§ Task description:
What is the number of lines below that contain the string "written"? Give it and nothing else.
|---|
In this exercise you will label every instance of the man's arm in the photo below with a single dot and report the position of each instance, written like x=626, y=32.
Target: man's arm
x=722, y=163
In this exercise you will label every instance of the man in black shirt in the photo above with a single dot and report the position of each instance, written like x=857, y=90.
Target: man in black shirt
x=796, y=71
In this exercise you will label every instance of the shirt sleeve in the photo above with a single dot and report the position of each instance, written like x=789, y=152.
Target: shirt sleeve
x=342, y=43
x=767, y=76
|---|
§ Exercise answer:
3